FRAGMENTO SELECCIONADO:
....................
Voraz fuego ebrio
La exposición inaugurada en el museo Carrillo Gil reúne a José Clemente Orozco con expositores como Humberto Duque, de escasos 25 años y su casi coetáneo Saúl Gómez, quien tiene en su haber una colaboración en la Bienal de Venecia. El abanico es, pues, amplio, muy de moda, integrado en una de sus venas principales por gente ''in" que abreva en los cómics. Lo malo es que no es cierto que se haya logrado (no sé si esa era la intención) una revalorización o evolución de la pintura. Al menos no de la pintura-pintura, debido al carácter de ilustración que un buen número de participaciones guarda.
Los expositores son 15. No hay una sola mujer, aunque la tónica de la muestra lo hubiera permitido porque voracidad, ebriedad, monstruosidad, catastrofismo, etcétera, ocurren también en los universos plásticos femeninos, aunque quizá las artistas mujeres están menos ''loquitas" que los varones. Tal vez es eso: la idea de locura (la locura lo-cura en sentido lacaniano) lo que une a la mayoría de los convocados, algunos poco conocidos del público habitual del campo artístico. Desconocidos, pero protagonistas eventuales en ámbitos internacionales, sobre todo en ese terreno de lo que pretende ser la inquietante extrañeza (de tira cómica principalmente japonesa) que parece fascinar al director del Carrillo Gil.
....................
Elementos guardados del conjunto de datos

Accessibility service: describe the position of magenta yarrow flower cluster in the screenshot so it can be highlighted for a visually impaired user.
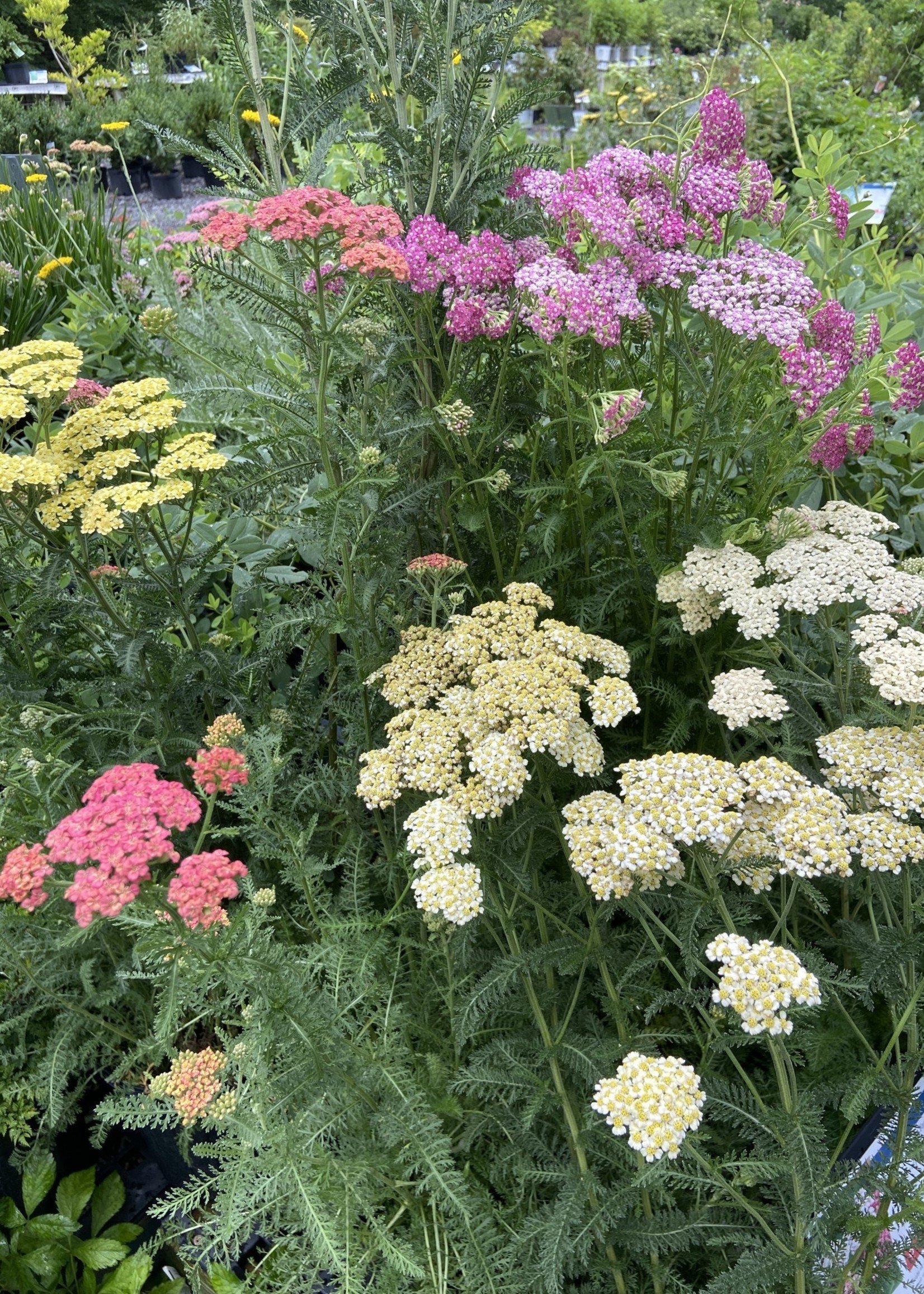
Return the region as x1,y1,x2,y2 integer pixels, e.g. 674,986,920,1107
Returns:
401,88,841,364
0,748,247,926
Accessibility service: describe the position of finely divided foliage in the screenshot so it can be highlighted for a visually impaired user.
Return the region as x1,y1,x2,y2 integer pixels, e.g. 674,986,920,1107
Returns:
0,7,924,1294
....................
EXPLORA EL MATERIAL:
[1] Según el texto sobre la exposición del Carrillo Gil, ¿por qué la muestra no consigue una revalorización de la pintura-pintura? Responde en una a tres oraciones.
[2] Sigue el texto sobre la exposición del Carrillo Gil a partir de su última oración.

RESPUESTAS DE TAREAS:
[1] No lo consigue porque un buen número de las participaciones tiene carácter de ilustración. Por eso, para quien escribe, no hay una revalorización ni una evolución de la pintura-pintura.

[2]
No es que eso esté mal, lo que digo es que se perdió la oportunidad de revalorizar la pintura pese a que la muestra se inicia con los dos soberbios orozcos pertenecientes a las colecciones del propio museo. Se les adhieren dos gironellas, también magníficos y al mismo nivel, o casi; está la presencia contundente de Germán Venegas, quien esta vez decidió no burlarse de sus semejantes y participar con los logros pictóricos más entendidos de su trayectoria.
Se añade Roberto Rébora, quien pintó dibujando (sus cuadros abrevan también en la ilustración) y quizá, de refilón, está la pintura de Saul Gómez titulada El Paisá, pues no por ser desagradable alcanza a ocultar la pericia de su autor. Pareciera que este egresado de La Esmeralda se avergüenza de saber pintar y de allí su dislocada composición. Pero es precisamente eso: el que los temas pretendan ser en cierto modo globalizados y más banales que ebrios, lo que da eje a la muestra.
Se dice que los curadores Carlos Ashida, el director del museo, y la pintora Dulce María de Alvarado, también adscrita el mismo y amante de los géneros pretendidamente novedosos pese a su veneración por Morandi, visitaron talleres en aras de realizar la selección. Tengo para mí que tal cosa no ocurrió. Hicieron su elenco de participantes -y a partir del mismo- fue que realizaron las selecciones visitando talleres. Concurre Helio Montiel, pintor de glosas tipo caricatura que en años anteriores mostraban una sabrosura digna de llamar la atención de Claude Bernard, el afamado galerista parisino. Pero con Helio los curadores anduvieron desafortunados: sus glosas no sólo no son cómicas, sino que como pinturas son planas, no tienen vida, excepto una de ellas que afortunadamente se museografió aislada de las demás y que guarda nexo con la infanta Margarita de Las meninas.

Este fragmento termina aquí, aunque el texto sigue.